## Aim of the exercise
Copy every entry below line for line, without changing a single character.
---------- Data provided ----------
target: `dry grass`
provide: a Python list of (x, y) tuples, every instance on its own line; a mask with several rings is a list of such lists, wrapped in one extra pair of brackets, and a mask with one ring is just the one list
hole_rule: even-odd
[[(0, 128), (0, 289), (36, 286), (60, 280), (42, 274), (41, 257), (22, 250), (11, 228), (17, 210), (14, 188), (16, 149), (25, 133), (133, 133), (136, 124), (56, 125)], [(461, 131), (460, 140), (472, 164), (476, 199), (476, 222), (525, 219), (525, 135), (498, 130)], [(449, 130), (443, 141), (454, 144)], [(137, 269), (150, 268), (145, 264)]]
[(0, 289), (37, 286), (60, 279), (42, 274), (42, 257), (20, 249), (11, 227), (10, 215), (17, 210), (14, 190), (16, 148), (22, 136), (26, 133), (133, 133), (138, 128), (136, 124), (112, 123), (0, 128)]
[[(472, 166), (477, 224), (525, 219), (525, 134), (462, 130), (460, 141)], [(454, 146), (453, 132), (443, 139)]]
----------
## Written answer
target: `dry grass`
provide: a Python list of (x, y) tuples, every instance on its own line; a mask with several rings is a list of such lists, wrapped in one extra pair of brackets, and a mask with one ring is just the one list
hole_rule: even-odd
[[(0, 128), (0, 289), (36, 286), (60, 280), (42, 274), (41, 257), (22, 250), (11, 228), (17, 210), (14, 188), (16, 149), (25, 133), (133, 133), (136, 124), (56, 125)], [(461, 131), (460, 140), (472, 164), (476, 199), (476, 222), (525, 219), (525, 135), (498, 130)], [(449, 130), (443, 141), (454, 144)], [(137, 269), (150, 268), (145, 264)]]
[(0, 289), (37, 286), (60, 279), (42, 274), (42, 257), (20, 249), (11, 227), (10, 215), (17, 210), (14, 190), (16, 148), (22, 136), (26, 133), (133, 133), (138, 128), (136, 124), (112, 123), (0, 128)]
[[(472, 166), (477, 224), (525, 219), (525, 134), (462, 130), (460, 141)], [(454, 146), (453, 132), (443, 139)]]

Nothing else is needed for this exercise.